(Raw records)
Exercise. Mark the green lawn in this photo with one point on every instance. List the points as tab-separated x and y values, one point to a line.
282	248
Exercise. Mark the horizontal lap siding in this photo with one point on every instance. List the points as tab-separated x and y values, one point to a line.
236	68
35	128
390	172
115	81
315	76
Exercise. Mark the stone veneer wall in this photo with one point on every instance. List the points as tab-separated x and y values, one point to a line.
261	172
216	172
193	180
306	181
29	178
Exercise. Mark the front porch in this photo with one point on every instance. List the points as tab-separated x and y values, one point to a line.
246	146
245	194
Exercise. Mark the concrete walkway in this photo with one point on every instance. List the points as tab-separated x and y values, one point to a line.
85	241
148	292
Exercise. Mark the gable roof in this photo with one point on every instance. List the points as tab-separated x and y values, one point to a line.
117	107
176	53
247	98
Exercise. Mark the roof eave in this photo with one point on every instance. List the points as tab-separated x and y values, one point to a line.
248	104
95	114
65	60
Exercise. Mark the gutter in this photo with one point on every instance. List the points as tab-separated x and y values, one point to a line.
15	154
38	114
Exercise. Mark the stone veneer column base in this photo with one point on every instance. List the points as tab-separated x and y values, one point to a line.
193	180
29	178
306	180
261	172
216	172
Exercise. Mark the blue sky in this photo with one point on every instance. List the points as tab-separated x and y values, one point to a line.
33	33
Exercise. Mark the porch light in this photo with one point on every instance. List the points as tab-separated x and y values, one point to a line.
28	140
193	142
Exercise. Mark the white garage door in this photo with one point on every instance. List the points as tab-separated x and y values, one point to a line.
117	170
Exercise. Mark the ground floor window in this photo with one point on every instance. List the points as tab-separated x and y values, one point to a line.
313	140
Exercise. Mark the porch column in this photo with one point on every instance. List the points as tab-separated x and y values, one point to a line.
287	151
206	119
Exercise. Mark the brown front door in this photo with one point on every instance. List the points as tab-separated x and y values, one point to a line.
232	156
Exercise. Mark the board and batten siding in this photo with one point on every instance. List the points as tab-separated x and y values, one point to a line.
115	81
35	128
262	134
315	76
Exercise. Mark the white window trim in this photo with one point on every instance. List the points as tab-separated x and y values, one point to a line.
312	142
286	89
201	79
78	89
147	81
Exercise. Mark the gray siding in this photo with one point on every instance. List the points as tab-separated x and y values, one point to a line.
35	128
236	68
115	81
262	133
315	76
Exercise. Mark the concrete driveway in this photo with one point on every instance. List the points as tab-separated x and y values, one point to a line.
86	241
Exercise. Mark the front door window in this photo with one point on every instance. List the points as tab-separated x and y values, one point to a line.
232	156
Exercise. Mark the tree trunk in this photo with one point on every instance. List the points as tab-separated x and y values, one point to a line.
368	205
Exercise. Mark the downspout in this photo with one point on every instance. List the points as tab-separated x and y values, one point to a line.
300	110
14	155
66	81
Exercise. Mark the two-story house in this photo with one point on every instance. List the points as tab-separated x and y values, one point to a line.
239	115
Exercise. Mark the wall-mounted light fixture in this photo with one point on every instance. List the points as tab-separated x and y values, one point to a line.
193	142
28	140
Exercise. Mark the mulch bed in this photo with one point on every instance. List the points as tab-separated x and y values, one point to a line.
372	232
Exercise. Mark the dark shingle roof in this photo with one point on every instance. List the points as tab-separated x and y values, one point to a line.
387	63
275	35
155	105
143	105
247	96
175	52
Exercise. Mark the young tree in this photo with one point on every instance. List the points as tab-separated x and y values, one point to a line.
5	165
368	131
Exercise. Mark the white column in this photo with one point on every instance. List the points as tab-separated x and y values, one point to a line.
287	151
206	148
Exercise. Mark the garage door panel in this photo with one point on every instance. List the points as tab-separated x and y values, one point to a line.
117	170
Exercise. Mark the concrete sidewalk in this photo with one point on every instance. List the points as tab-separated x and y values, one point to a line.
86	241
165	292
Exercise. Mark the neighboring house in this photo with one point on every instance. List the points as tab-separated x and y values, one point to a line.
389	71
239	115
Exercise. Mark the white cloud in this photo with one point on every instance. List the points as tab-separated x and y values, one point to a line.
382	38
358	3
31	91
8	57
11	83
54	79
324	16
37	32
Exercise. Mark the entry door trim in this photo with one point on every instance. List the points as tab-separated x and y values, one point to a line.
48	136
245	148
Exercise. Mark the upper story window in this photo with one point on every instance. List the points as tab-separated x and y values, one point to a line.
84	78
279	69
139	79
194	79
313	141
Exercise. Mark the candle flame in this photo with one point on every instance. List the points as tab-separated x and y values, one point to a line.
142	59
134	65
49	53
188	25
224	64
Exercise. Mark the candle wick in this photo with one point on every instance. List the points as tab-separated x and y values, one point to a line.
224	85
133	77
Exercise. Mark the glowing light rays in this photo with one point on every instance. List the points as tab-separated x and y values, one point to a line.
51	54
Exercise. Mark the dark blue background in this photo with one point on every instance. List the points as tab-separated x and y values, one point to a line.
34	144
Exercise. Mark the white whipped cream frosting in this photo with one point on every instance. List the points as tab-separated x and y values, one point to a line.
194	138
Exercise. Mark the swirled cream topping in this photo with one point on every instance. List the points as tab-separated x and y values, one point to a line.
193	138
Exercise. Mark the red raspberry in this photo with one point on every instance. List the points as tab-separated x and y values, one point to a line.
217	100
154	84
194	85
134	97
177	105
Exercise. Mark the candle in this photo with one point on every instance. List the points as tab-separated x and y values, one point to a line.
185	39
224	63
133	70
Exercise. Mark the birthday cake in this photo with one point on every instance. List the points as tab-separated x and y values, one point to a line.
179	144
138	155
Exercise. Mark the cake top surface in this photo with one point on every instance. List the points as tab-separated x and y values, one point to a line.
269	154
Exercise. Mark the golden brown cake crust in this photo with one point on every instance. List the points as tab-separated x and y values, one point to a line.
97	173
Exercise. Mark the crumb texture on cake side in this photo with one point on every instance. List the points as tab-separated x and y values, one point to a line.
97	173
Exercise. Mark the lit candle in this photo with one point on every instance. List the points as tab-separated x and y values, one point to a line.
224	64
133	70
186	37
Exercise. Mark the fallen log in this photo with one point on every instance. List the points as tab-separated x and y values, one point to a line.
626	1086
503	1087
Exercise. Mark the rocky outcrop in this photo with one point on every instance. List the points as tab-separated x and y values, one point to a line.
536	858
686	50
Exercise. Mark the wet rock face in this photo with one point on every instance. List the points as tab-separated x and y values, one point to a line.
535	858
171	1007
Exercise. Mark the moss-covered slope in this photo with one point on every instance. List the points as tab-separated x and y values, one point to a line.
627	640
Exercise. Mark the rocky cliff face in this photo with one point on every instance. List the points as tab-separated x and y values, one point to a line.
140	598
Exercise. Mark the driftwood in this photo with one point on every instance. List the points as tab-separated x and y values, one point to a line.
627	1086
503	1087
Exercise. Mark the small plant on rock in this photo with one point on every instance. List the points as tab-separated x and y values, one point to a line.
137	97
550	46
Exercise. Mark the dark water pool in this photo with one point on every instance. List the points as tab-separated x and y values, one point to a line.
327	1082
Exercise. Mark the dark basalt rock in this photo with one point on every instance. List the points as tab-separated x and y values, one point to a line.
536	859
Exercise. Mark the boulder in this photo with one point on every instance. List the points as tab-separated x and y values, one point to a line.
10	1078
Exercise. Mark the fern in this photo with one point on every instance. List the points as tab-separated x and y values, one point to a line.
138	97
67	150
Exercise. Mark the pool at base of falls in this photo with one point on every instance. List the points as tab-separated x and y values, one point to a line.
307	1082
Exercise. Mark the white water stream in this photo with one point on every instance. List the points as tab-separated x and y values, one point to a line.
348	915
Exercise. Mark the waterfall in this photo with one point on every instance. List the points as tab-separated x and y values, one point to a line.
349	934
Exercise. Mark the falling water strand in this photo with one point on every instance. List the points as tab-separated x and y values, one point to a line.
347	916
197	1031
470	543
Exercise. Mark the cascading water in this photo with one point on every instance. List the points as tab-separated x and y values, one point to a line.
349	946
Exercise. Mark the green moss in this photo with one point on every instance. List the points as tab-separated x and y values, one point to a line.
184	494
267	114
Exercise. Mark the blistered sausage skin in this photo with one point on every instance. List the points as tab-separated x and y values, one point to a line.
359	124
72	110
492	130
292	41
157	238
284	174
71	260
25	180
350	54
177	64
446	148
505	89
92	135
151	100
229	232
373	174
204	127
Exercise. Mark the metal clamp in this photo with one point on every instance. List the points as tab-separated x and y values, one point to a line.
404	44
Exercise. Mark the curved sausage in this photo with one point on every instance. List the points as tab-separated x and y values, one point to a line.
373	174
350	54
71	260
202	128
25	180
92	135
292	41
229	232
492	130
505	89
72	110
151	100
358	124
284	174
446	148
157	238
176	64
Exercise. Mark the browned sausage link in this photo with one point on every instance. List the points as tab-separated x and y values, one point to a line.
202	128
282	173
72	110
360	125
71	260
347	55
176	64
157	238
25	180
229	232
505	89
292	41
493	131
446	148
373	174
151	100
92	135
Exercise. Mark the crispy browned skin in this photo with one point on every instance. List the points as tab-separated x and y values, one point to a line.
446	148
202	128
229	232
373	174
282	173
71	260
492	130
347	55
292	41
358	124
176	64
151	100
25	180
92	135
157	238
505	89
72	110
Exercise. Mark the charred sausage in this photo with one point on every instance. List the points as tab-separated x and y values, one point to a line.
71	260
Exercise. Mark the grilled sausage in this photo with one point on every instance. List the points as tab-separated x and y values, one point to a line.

■ Given request ■
Each line from the one containing "Exercise. Mark the browned" to the end of the records should be echoed exactly, and no other line.

■ Exercise response ■
Exercise. Mark the browned sausage link in this photo with one point on every instance. List the points as tab-separated x and y values, one point to a line.
202	128
282	173
72	110
360	125
71	260
347	55
176	64
157	238
25	180
229	232
505	89
292	41
493	131
446	148
373	174
151	100
92	135
Exercise. Mark the crispy browned skin in this photo with one point on every instance. List the points as tab-separated x and y values, one point to a line.
446	148
202	128
229	232
373	174
282	173
71	260
492	130
347	55
292	41
358	124
176	64
151	100
25	180
92	135
157	238
505	89
72	110
Exercise. Mark the charred sausage in this photo with one point on every instance. List the points as tab-separated x and y values, one point to a line.
71	260
Exercise. Mark the grilled sausage in this photo with one point on every instance. List the points as tab-separated x and y values, one point to a line.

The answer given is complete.